» PASSAGE PROVIDED
════

# Will the "real" Troiano please stand up!



## Lester B. Flat (Feb 21, 2006)

I was reading this thread http://www.tdpri.com/forum/bad-dog-cafe/68271-domenic-troiano.html?highlight=domenic on the TDP forum and I was somewhat puzzled and shocked by this guy's claim (post#13). This is complicated so bear with me.

He basically says that Domenic Troiano did not play on Mandala's Soul Crusade album or write any of the material. He says another guitar player, who preceeded Troiano, changed his name to Domenic Troiano (finding a name from the T.O. phone book), and when Michaele Antonio (The Troiano we know and love) joined the band, he was persuaded to change his name to Domenic Troiano since that was the name on the already recorded album! He also says Troiano didn't join Mandala til near the end just before they broke up.

I'm sure some of you older Toronto guys who were here in the late '60's can tell me if there is any resemblance to truth in this claim. Troiano isn't around to protect his legacy so I feel it is our duty to set the record straight. Everything I have read says Dom joined the band long before they changed the name to Mandala from the 5 Rogues. There were, however, several personnel changes in the band at this time which makes wonder if there is a kernel of truth in there somewhere.

This guy also says there is a Canadian journalist who is going to break the story for the 40th anniversary of the album next year.


----------



## david henman (Feb 3, 2006)

...lester, i just copied your post to the canadian classic rock forum, where there are a number of industry experts. i'll post back when i get a response or two.

very intriguing!

-dh


----------



## Beatles (Feb 7, 2006)

Domenic lived a few blocks away from where I grew up. I went to very briefly to a high school where I was in class with his sister. She did mention that her brother played with Mandala. That would have been around 1969. I'm a little fuzzy on the release date of Soul Cusade. Interesting thought. Now will the real Paul Mcartney please stand up.

════

» JOBS
1. In the forum thread about Domenic Troiano, what was the band called before it changed its name to Mandala?
2. Rewrite the forum thread about Domenic Troiano from "He basically says" to "they broke up.", changing "phone book" to "directory".
3. List the name of every poster in the forum thread about Domenic Troiano.

════

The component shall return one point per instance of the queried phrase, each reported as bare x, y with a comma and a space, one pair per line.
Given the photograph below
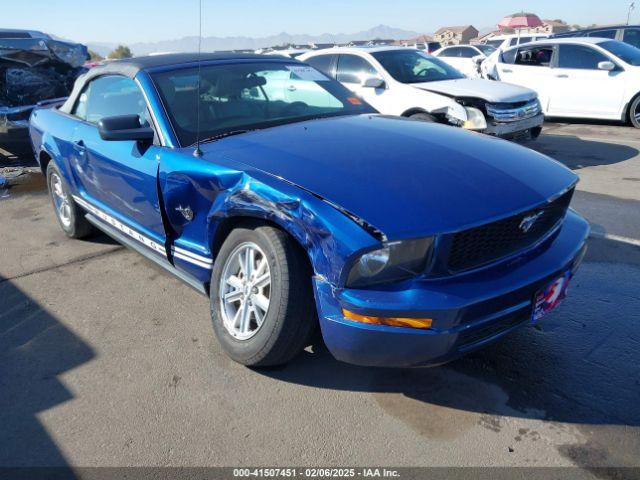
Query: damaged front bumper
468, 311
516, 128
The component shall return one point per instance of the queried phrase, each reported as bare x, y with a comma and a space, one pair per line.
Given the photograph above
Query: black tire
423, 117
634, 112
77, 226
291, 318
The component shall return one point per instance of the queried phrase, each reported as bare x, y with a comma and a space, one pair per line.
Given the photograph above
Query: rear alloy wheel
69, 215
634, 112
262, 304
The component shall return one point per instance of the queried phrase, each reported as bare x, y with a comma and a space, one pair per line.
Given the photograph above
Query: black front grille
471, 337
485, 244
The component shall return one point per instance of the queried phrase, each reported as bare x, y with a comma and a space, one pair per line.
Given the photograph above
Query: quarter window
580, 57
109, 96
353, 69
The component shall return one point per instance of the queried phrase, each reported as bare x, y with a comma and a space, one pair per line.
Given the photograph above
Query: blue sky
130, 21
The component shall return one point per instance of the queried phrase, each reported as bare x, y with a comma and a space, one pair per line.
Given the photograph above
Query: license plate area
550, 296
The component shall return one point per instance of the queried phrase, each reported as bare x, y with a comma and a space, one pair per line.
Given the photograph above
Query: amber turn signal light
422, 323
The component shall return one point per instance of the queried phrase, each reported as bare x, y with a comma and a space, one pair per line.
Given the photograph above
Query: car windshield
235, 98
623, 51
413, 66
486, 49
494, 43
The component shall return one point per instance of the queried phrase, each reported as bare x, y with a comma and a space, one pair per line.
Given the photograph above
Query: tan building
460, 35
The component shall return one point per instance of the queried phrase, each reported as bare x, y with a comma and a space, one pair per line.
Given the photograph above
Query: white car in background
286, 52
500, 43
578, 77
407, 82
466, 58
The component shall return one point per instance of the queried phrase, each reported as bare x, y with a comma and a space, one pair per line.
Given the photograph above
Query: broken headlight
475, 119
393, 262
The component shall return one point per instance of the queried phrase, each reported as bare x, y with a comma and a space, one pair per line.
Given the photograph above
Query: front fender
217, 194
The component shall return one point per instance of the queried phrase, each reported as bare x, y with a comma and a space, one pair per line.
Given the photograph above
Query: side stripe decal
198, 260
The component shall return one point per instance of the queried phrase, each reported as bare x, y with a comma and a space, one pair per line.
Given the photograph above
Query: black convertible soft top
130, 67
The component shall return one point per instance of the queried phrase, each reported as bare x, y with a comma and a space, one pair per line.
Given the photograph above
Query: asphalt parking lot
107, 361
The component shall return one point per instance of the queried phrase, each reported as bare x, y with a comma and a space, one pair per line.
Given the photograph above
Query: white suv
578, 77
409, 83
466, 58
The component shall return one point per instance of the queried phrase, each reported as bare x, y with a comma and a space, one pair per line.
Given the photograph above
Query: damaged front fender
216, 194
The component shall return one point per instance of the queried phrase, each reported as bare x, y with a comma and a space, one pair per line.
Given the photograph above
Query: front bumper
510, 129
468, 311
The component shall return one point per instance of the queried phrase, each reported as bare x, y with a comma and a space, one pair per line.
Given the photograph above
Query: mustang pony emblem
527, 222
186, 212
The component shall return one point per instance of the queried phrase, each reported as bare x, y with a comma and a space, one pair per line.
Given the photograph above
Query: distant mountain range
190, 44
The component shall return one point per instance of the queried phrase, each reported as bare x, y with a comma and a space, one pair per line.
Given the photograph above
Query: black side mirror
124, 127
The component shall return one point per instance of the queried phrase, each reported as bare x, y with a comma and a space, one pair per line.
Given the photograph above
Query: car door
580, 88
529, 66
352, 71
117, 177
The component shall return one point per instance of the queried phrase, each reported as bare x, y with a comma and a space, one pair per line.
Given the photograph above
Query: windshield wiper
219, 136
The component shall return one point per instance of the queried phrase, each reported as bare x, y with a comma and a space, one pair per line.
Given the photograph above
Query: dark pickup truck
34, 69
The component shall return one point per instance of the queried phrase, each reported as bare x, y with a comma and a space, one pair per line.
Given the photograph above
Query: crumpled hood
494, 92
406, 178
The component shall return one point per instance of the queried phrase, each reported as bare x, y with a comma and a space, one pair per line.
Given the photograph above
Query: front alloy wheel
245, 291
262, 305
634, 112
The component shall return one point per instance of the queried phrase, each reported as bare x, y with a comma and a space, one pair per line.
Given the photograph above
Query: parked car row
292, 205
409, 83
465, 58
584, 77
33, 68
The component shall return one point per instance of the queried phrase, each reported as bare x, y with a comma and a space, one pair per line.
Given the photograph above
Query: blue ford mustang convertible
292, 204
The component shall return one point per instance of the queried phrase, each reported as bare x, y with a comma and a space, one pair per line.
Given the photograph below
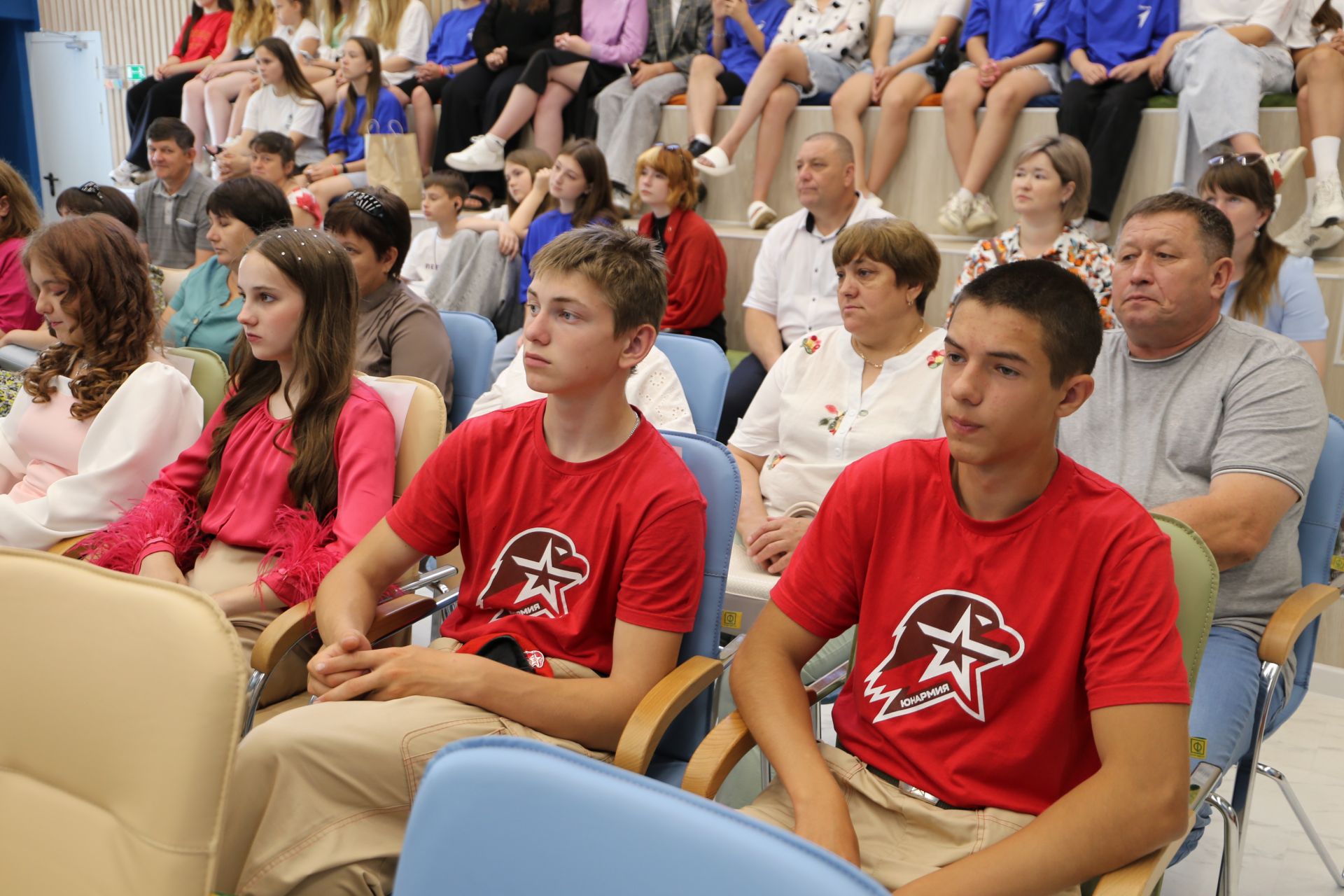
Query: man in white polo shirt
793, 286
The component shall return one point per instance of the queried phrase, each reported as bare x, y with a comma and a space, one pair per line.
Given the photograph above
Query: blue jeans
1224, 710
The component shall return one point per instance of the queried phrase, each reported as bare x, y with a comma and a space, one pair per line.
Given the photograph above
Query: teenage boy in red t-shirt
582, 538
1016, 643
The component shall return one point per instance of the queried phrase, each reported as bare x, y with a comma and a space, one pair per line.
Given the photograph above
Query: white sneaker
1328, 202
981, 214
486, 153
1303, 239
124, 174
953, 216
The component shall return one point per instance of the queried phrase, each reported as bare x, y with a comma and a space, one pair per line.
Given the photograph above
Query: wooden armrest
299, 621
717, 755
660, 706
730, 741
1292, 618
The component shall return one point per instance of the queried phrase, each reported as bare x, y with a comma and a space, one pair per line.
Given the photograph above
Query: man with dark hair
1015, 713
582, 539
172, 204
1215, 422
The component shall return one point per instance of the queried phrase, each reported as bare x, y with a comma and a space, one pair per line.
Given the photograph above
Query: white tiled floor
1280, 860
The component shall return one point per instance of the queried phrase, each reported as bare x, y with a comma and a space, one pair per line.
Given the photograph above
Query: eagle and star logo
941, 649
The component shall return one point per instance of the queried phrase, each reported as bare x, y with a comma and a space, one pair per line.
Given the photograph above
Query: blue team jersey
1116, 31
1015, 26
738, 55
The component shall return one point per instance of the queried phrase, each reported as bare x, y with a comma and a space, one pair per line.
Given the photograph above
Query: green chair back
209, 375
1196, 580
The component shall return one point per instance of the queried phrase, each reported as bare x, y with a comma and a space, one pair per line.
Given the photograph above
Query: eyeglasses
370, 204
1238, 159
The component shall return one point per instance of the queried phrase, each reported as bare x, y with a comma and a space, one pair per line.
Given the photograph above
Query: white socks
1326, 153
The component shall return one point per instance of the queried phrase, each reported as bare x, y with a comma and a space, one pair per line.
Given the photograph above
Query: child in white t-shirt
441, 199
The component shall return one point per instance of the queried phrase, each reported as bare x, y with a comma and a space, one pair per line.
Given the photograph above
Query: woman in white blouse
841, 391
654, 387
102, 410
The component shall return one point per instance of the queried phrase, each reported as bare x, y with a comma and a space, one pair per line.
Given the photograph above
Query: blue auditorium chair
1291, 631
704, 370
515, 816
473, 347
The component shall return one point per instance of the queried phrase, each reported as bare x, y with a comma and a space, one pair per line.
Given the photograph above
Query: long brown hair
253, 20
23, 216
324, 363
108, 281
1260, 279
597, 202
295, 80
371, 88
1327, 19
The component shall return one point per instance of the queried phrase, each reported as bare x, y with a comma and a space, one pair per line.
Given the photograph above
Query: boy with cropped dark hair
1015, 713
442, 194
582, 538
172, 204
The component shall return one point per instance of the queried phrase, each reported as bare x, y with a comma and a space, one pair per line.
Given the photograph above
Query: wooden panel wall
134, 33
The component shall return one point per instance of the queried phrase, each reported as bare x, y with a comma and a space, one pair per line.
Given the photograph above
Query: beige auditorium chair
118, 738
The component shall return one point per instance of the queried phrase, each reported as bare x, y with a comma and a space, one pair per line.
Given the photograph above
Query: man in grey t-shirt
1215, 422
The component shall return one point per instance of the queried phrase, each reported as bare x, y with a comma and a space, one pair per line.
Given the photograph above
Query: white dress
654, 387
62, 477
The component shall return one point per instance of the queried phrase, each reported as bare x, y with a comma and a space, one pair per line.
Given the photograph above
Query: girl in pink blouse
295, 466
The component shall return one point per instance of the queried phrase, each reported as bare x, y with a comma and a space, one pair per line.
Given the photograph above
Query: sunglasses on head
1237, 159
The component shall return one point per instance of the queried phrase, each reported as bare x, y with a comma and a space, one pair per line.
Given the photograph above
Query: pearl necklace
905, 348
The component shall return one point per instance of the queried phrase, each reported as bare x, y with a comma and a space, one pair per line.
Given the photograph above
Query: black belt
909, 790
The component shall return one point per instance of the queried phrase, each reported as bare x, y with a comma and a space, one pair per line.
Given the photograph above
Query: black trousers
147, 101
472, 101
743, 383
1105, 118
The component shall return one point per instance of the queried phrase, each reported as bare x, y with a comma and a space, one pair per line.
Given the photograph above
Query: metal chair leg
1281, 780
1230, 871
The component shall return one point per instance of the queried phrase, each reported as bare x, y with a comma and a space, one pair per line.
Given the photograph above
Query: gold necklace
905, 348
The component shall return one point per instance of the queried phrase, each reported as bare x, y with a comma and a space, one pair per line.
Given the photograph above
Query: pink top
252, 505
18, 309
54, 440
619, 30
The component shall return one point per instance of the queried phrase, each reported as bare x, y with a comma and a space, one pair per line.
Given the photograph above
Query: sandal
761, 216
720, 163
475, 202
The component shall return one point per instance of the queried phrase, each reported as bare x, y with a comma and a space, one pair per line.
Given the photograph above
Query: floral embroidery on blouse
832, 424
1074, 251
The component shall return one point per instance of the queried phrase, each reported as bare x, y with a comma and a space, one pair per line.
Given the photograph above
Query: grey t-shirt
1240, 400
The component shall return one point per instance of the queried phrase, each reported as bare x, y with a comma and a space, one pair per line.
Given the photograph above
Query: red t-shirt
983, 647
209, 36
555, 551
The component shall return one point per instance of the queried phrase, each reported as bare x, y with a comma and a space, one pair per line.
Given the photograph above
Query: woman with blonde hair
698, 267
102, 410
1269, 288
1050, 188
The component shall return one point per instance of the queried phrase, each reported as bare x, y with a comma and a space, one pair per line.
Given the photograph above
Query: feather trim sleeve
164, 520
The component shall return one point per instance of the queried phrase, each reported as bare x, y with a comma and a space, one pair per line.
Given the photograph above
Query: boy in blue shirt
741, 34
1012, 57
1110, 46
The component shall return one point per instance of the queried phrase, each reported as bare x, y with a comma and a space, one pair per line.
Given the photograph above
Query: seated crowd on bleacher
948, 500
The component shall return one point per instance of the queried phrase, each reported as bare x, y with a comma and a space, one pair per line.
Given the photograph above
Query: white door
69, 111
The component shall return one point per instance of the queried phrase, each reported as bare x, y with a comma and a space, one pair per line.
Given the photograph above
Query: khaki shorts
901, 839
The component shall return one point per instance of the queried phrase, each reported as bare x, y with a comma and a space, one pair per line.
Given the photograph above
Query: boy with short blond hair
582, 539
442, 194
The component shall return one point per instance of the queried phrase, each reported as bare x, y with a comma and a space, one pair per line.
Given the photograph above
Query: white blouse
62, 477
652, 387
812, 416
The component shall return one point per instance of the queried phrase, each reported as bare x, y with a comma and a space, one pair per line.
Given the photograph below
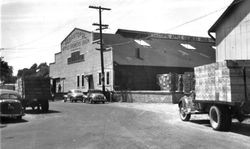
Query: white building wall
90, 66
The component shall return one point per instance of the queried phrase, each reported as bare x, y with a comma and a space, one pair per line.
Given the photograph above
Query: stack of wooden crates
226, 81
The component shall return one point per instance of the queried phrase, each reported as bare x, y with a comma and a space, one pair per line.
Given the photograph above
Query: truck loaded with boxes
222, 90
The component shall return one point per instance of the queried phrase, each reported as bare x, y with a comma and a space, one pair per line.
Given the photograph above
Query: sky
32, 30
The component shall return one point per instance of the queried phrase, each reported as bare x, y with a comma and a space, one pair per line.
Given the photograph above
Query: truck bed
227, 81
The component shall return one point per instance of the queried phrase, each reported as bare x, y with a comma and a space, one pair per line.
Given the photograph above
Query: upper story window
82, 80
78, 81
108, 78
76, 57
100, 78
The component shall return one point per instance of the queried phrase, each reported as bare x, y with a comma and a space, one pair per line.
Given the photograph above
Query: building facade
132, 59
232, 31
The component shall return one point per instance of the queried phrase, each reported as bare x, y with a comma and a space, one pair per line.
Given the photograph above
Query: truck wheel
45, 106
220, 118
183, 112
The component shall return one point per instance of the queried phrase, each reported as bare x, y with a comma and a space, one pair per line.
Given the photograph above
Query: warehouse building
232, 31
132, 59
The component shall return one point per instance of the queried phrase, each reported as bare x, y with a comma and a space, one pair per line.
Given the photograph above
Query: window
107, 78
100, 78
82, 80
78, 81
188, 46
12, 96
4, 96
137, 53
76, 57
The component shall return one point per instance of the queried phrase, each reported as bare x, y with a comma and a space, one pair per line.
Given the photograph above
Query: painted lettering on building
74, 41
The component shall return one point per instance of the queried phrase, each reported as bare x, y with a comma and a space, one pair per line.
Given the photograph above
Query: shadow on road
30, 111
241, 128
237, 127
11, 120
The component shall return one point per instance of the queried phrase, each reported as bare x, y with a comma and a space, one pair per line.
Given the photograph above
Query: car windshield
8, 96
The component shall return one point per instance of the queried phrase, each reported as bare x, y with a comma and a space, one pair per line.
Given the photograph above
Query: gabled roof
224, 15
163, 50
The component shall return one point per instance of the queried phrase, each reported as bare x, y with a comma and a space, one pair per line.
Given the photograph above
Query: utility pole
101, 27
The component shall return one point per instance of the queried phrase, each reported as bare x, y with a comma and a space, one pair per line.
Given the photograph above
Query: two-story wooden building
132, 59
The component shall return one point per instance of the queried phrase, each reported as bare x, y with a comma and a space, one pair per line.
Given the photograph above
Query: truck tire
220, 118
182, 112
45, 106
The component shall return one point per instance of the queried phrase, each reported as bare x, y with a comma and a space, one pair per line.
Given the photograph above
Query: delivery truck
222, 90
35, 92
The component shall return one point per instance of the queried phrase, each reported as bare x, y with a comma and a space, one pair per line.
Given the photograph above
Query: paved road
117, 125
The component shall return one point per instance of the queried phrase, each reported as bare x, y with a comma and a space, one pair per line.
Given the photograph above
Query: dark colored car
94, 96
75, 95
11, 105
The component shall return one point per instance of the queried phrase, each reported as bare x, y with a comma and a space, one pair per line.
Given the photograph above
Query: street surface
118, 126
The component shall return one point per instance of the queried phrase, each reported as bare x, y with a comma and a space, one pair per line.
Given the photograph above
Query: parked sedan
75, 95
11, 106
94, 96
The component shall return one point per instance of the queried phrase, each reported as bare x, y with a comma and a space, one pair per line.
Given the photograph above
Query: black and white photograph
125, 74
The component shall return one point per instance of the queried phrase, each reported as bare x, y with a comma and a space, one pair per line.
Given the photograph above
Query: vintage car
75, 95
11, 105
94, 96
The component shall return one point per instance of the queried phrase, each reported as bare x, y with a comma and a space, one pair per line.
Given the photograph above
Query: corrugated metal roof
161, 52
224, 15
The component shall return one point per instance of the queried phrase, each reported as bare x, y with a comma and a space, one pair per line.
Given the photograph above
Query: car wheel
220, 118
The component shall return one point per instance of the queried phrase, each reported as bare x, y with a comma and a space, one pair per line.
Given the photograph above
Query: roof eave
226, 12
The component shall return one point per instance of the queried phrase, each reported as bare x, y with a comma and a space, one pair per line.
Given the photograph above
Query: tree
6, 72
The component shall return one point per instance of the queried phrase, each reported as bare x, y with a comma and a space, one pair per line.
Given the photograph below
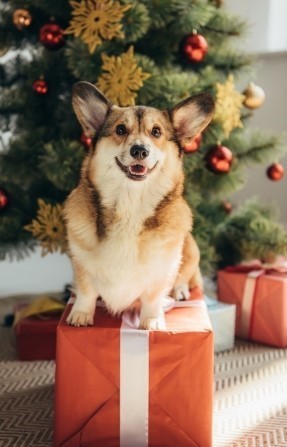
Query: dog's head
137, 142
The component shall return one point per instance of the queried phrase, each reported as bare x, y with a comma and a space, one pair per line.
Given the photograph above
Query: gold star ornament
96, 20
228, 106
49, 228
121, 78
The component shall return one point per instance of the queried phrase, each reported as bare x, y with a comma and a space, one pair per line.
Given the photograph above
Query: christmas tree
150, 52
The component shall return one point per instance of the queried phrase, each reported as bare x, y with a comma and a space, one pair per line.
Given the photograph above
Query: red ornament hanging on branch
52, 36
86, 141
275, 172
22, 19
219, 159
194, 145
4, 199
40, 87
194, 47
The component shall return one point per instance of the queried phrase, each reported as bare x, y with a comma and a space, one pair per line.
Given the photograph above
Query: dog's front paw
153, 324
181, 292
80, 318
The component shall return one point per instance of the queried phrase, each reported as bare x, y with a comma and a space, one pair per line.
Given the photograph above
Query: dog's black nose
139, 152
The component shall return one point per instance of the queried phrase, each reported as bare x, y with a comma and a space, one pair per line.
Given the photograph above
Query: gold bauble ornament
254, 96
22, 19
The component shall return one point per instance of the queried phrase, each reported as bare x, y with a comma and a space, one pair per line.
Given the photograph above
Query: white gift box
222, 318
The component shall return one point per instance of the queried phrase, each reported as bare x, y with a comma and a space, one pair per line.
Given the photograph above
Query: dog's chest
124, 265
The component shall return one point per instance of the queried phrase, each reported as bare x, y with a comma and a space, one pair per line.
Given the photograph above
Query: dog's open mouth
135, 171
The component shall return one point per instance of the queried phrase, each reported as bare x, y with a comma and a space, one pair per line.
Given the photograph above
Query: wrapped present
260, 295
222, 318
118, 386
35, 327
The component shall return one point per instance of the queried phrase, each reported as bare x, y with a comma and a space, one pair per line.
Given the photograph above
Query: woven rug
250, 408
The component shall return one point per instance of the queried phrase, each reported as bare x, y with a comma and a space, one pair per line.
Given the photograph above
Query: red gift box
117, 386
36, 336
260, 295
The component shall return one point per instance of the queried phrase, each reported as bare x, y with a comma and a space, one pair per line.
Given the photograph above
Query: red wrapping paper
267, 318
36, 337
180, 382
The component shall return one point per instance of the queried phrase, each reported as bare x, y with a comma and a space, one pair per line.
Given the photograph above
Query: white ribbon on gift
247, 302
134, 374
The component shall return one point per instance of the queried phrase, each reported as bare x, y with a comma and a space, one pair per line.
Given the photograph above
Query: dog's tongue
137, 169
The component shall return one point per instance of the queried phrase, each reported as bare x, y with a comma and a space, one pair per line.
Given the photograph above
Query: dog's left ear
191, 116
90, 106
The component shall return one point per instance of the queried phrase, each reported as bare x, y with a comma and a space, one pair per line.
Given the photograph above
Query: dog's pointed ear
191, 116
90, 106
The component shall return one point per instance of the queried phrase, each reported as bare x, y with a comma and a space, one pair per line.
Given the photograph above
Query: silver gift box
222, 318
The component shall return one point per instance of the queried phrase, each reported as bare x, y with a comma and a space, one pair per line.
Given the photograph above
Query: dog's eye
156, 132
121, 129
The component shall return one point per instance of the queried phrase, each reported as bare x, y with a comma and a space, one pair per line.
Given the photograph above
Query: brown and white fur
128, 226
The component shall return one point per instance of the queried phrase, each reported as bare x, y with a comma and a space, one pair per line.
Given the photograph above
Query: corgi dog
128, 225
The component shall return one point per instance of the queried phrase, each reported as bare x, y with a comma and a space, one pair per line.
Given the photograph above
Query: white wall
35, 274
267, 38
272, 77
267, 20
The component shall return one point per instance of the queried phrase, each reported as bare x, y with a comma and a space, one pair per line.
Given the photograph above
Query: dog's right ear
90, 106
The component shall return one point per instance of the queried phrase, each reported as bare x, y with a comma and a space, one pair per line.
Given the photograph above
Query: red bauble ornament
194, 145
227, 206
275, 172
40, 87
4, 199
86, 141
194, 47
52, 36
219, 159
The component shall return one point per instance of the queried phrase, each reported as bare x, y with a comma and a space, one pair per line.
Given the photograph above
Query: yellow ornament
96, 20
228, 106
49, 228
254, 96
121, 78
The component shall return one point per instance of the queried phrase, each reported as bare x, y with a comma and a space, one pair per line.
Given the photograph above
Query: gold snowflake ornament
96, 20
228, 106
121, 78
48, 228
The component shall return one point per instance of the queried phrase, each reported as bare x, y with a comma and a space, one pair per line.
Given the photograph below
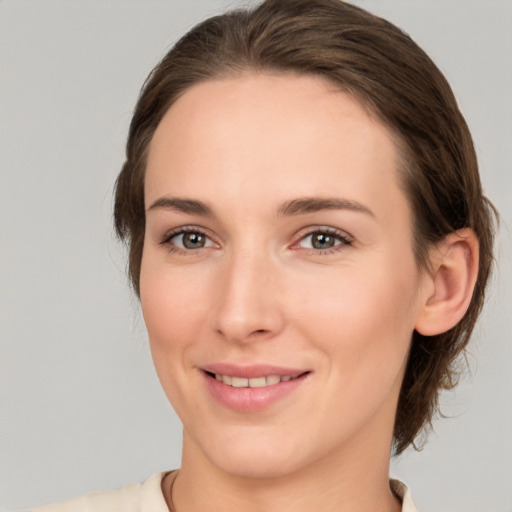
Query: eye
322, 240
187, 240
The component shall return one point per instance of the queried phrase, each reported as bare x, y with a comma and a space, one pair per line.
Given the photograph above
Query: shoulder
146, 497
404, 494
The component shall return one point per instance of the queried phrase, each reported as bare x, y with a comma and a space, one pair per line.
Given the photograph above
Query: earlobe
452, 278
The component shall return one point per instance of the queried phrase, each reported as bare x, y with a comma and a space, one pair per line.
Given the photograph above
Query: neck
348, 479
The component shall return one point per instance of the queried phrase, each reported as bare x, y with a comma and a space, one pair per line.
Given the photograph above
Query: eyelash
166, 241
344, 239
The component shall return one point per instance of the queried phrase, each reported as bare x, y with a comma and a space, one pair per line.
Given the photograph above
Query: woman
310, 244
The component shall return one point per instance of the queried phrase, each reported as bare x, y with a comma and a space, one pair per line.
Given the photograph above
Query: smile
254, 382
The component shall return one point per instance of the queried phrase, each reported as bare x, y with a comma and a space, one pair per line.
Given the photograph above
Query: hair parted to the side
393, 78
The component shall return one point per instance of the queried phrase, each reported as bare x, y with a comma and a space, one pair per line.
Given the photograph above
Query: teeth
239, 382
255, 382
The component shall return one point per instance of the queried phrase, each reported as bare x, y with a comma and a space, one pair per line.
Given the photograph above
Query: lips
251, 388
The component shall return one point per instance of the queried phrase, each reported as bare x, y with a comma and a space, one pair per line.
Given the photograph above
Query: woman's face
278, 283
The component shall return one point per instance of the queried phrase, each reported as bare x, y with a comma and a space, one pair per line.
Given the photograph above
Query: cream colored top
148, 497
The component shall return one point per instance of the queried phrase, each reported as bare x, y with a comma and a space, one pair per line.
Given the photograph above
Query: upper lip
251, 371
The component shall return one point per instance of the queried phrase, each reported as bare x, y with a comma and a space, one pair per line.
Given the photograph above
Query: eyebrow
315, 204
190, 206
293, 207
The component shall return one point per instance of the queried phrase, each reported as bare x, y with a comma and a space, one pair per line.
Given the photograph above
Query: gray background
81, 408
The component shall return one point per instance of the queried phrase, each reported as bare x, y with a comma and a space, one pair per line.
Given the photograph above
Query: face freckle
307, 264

════

» OUTPUTS IN ORDER
1. The 5 Rogues

2.
He basically says that Domenic Troiano did not play on Mandala's Soul Crusade album or write any of the material. He says another guitar player, who preceeded Troiano, changed his name to Domenic Troiano (finding a name from the T.O. directory), and when Michaele Antonio (The Troiano we know and love) joined the band, he was persuaded to change his name to Domenic Troiano since that was the name on the already recorded album! He also says Troiano didn't join Mandala til near the end just before they broke up.

3. Lester B. Flat, david henman, Beatles